**WHAT IS REQUIRED:** Pick out each line of the records below that contains the string "model", treating uppercase and lowercase letters as different.

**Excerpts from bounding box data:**
==============================
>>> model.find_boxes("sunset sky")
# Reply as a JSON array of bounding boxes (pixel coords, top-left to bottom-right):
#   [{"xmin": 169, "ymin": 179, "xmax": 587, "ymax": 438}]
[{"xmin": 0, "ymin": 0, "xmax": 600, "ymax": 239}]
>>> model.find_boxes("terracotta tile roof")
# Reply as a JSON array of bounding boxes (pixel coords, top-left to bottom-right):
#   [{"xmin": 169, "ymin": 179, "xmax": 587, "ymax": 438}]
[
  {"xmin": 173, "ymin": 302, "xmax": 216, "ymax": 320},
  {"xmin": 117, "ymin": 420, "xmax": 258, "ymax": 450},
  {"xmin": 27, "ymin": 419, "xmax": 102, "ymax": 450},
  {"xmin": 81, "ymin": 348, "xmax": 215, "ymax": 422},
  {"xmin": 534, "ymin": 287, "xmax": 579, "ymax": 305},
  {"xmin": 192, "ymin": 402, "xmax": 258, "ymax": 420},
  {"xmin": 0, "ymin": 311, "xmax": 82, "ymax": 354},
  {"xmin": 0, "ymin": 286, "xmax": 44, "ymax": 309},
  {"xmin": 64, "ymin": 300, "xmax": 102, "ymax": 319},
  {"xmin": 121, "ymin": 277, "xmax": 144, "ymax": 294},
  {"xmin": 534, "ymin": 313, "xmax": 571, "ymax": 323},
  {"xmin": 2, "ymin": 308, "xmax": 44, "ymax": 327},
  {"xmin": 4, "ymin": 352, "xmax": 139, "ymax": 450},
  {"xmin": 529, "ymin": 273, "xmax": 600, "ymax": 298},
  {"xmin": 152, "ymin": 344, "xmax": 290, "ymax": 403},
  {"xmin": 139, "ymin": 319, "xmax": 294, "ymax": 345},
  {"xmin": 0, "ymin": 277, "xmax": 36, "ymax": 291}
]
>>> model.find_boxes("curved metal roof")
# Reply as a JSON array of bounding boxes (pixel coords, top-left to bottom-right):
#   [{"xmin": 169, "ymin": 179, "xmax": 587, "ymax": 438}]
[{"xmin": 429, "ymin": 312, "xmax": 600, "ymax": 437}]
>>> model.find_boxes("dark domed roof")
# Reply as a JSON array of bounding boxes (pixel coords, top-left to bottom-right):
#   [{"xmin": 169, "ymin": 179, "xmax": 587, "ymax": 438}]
==============================
**RESULT OF THIS TASK:**
>>> model.find_boxes("sunset sky")
>>> model.find_boxes("terracotta tile roof")
>>> model.find_boxes("curved metal roof")
>>> model.find_boxes("dark domed roof")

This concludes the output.